Tarot World Magazine
Sneak Peek
Paulina Tarot
Christiana Gaudet

Artist Paulina Cassidy has made it easy for us to get a sneak peak at her forthcoming Tarot Deck, Paulina Tarot. Her website, Restless Moon Gallery, has digital images of all 78 cards. Her darkly whimsical drawings made me curious about this soon-to-be-published Tarot, and so I had a conversation with Paulina Cassidy on the phone from her home in Chattanooga, Tennessee. We talked about Tarot, art, and this exciting new deck.

Paulina Cassidy can’t remember a time when she wasn’t an artist. From the time she was a toddler, she had only one choice for a profession. As a young adult working under her maiden name, Paulina Stuckey, she began writing, illustrating and self-publishing storybooks and creating art prints that feature fanciful characters. With the launch of her website in 1999, she developed a world wide clientele.

When Cassidy speaks of the creation of Paulina Tarot, it feels like a truly magickal experience. Cassidy says that she had no real theme in mind when she began designing the deck. In fact, the deck began as a study tool. While she had been interested in the Tarot for many years, she began the fifteen-month project with only a rudimentary knowledge of the cards. "The process of me learning the Tarot was for me to actually create each card." She told me. “I’d focus on one card at a time, and interestingly enough, when I’d choose a card (I didn’t actually do them in sequence) it felt like it corresponded with an important event or turning point in my life, and then that card became a guiding point.”

◆ ◆ ◆ ◆ ◆

◆ **Prompt**:
Rewrite the Paulina Tarot article from "Artist Paulina Cassidy" up to and including "world wide clientele.", substituting "picture books" for "storybooks".

◆ **Supplied material**:
◆ ◆ ◆ ◆ ◆

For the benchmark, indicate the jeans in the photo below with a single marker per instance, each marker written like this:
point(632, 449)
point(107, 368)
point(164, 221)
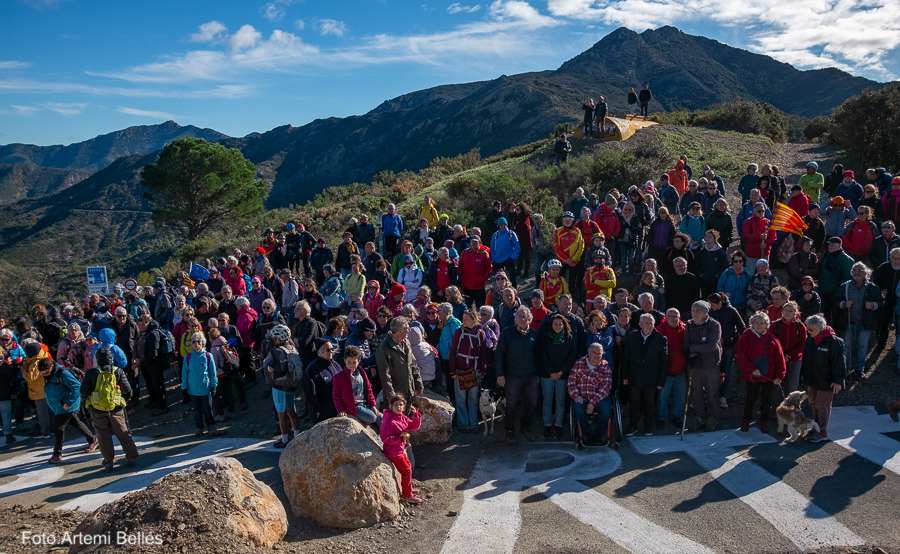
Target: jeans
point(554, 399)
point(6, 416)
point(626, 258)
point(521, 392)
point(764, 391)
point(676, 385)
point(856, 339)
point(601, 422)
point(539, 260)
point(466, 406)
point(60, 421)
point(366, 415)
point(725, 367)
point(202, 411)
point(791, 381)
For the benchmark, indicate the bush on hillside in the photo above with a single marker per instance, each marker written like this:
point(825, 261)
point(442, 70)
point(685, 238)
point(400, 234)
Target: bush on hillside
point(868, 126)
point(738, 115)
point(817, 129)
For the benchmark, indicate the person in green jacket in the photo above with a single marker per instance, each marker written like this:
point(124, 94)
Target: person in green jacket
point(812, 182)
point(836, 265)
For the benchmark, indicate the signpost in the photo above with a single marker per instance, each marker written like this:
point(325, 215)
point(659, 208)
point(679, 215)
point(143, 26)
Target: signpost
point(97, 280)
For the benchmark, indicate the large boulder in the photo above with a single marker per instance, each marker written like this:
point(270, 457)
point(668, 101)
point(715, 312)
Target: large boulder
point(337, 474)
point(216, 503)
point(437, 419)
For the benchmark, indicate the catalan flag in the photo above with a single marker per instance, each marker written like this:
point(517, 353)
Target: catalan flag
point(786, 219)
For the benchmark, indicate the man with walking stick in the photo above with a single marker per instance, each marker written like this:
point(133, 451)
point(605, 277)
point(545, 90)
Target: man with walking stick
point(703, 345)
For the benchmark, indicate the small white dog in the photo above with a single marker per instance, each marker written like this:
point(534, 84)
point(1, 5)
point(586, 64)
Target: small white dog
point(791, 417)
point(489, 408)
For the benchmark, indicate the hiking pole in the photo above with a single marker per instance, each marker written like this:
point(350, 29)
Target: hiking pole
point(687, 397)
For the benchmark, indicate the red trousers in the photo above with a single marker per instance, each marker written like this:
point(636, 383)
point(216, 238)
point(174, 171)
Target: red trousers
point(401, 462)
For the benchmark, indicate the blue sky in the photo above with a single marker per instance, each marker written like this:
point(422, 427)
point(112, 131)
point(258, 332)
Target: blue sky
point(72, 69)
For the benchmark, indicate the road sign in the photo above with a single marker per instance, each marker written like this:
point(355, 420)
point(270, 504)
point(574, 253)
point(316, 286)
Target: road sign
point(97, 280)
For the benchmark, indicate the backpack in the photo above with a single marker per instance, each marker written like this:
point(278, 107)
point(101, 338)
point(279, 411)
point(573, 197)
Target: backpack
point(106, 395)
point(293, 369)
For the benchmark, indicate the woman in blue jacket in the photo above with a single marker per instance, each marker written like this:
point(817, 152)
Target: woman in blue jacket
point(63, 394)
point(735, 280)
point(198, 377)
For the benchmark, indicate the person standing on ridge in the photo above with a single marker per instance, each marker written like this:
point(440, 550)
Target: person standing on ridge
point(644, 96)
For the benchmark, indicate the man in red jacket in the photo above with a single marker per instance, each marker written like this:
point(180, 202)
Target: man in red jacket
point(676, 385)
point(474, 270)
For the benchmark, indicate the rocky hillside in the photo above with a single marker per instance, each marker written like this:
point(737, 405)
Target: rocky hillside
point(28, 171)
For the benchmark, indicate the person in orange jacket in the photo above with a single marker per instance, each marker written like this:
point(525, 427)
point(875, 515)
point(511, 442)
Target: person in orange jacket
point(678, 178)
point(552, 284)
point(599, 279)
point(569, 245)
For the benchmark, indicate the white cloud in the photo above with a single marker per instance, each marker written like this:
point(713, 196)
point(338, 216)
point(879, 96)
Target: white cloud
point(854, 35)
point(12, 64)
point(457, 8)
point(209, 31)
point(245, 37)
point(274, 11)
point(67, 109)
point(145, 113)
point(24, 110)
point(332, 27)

◆ ◆ ◆ ◆ ◆

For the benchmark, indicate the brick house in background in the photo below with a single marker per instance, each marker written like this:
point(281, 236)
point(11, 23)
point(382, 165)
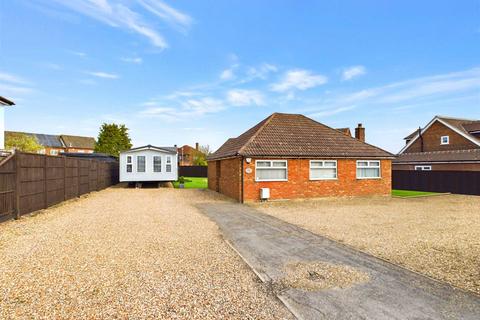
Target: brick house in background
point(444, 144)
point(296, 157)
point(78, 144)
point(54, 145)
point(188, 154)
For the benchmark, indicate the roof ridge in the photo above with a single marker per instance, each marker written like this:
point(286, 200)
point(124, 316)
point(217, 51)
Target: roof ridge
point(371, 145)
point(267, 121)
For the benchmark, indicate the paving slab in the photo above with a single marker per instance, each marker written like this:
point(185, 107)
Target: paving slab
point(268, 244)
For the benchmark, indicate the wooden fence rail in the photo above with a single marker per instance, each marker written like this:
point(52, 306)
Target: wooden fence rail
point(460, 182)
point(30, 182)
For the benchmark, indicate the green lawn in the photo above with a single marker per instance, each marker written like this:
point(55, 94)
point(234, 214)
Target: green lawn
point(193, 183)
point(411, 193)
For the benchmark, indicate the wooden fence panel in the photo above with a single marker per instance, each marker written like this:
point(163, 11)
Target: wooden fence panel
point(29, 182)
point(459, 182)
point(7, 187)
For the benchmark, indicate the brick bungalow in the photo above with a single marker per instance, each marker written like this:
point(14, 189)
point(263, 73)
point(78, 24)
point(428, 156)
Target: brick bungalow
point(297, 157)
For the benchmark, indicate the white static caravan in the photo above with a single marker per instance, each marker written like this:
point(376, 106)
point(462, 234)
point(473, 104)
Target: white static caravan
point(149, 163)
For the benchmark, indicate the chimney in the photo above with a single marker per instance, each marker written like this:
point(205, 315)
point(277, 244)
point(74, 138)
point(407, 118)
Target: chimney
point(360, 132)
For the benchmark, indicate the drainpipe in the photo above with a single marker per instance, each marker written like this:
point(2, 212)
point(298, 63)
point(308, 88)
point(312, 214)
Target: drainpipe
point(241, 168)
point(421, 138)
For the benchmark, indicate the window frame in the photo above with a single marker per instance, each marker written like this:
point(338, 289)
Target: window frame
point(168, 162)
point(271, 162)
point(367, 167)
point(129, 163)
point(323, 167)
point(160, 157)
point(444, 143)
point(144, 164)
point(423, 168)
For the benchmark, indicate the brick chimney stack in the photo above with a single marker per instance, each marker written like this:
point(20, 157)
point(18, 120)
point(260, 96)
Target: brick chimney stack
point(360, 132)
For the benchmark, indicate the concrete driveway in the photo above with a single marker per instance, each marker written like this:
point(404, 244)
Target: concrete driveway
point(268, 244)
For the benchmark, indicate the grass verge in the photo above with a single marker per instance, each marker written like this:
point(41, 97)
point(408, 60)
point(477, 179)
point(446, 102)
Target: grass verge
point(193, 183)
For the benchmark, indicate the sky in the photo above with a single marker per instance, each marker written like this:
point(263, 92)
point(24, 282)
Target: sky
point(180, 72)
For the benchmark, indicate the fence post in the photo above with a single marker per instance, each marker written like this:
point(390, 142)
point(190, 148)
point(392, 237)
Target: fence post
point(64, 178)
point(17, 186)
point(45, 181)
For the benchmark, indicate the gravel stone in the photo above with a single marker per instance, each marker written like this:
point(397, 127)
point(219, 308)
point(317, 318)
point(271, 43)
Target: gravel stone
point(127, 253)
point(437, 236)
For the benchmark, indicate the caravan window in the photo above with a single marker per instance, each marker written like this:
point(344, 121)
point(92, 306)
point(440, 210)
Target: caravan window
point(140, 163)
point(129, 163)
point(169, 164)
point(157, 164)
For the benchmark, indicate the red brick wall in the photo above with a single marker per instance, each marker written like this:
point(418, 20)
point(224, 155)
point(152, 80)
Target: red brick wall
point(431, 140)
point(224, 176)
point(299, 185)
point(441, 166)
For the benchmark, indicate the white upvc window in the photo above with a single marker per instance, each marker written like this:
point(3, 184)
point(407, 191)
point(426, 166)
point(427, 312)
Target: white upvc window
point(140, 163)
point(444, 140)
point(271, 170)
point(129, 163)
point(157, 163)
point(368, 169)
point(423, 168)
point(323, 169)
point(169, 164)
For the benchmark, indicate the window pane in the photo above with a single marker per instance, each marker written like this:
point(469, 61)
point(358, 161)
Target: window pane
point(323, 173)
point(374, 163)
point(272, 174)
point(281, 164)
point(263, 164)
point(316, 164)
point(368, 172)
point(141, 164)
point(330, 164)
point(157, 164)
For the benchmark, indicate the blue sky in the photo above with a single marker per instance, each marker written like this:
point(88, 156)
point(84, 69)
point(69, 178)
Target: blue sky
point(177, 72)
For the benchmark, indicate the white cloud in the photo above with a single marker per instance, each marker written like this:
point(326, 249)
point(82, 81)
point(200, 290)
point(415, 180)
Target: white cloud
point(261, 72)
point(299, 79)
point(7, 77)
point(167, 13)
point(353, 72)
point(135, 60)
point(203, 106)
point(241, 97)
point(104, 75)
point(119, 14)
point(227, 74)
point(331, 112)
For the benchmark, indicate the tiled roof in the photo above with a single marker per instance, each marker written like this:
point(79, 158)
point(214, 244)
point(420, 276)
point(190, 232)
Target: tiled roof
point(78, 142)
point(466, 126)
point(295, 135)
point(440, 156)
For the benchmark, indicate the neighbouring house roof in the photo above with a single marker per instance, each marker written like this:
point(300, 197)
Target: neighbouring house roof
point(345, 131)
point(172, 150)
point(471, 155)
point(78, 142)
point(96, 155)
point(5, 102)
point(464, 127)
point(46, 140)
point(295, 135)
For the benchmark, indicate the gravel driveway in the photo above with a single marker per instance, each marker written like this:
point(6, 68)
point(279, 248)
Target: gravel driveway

◆ ◆ ◆ ◆ ◆

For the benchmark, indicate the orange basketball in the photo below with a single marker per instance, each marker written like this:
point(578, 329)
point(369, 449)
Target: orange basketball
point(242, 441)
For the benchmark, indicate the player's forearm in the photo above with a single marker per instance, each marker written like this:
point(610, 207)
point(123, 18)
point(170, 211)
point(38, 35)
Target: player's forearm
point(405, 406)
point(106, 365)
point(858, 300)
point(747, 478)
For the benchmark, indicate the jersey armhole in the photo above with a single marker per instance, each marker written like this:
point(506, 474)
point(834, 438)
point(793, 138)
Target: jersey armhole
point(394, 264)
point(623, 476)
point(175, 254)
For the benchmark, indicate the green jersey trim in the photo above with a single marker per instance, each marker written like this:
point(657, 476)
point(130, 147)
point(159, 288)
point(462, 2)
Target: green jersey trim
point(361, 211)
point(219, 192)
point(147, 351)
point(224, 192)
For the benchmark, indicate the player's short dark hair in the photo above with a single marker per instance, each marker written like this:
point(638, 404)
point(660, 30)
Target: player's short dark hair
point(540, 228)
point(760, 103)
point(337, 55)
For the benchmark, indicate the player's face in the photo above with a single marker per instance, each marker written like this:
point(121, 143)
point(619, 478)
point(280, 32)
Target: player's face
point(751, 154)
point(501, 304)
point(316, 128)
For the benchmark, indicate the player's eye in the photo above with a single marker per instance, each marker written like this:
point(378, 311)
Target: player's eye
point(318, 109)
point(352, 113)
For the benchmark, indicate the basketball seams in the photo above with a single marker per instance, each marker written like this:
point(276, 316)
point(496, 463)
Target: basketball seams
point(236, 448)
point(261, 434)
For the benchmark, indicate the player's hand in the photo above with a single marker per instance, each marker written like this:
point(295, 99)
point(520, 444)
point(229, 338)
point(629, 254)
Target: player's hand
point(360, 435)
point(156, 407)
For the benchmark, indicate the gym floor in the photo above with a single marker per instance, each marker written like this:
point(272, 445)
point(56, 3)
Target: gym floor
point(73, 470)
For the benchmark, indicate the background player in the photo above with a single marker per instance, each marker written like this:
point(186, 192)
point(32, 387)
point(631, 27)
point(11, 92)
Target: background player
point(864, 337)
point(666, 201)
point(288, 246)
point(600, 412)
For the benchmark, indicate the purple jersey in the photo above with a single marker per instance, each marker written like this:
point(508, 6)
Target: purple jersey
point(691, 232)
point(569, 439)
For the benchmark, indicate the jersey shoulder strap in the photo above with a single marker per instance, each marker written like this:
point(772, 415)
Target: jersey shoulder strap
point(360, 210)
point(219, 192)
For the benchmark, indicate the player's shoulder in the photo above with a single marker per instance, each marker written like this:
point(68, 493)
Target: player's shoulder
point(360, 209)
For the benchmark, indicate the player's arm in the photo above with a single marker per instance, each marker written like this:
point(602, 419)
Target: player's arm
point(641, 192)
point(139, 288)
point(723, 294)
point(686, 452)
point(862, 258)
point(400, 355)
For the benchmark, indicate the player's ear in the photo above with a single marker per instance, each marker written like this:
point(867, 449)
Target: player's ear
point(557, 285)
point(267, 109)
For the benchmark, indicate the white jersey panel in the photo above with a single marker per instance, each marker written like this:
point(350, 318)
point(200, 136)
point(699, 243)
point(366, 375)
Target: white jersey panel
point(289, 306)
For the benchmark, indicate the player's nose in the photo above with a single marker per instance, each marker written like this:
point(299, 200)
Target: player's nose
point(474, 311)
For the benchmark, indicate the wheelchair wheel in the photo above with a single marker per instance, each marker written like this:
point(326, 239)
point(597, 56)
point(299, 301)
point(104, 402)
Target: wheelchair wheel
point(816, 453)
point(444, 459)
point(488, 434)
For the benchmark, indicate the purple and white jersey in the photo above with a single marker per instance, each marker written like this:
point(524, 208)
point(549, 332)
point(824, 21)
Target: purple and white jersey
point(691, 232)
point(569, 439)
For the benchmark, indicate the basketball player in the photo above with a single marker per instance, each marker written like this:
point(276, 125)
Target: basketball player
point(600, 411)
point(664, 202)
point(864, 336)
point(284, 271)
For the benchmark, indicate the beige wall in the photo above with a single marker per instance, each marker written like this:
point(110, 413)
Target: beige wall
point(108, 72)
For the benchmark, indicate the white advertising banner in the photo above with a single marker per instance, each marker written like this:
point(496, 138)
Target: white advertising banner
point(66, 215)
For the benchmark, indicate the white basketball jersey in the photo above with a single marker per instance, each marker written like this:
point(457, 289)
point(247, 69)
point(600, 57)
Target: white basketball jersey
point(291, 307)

◆ ◆ ◆ ◆ ◆

◆ **Task output**:
Artist Paulina Cassidy has made it easy for us to get a sneak peak at her forthcoming Tarot Deck, Paulina Tarot. Her website, Restless Moon Gallery, has digital images of all 78 cards. Her darkly whimsical drawings made me curious about this soon-to-be-published Tarot, and so I had a conversation with Paulina Cassidy on the phone from her home in Chattanooga, Tennessee. We talked about Tarot, art, and this exciting new deck.

Paulina Cassidy can’t remember a time when she wasn’t an artist. From the time she was a toddler, she had only one choice for a profession. As a young adult working under her maiden name, Paulina Stuckey, she began writing, illustrating and self-publishing picture books and creating art prints that feature fanciful characters. With the launch of her website in 1999, she developed a world wide clientele.